Repeat the entries below word for word, starting with the line containing "the ram's front" and continuing through the line containing "of the brown".

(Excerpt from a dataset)
** START **

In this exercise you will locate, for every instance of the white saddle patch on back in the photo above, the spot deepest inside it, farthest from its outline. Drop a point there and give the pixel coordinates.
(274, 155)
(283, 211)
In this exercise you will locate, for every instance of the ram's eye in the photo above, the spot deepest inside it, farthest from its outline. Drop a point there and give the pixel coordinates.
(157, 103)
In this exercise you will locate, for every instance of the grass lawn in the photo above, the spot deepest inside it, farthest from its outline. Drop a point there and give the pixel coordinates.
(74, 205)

** END **
** START **

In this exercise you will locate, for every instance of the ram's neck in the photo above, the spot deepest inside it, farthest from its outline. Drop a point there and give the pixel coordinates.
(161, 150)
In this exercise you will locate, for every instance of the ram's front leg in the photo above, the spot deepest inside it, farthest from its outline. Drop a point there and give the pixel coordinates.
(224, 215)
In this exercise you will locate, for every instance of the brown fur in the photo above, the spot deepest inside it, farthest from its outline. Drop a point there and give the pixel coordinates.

** END **

| Worked answer |
In this exercise you will locate, for every instance of the ram's front leg in the photo above, the spot deepest inside it, farthest from its outline. Drop a point there and give the pixel coordinates.
(224, 215)
In this exercise you will locate, for every instance of the brown fur in the photo above, the spot deepest inside it, farthest from its outline. Drop a point there and give the pixel coordinates.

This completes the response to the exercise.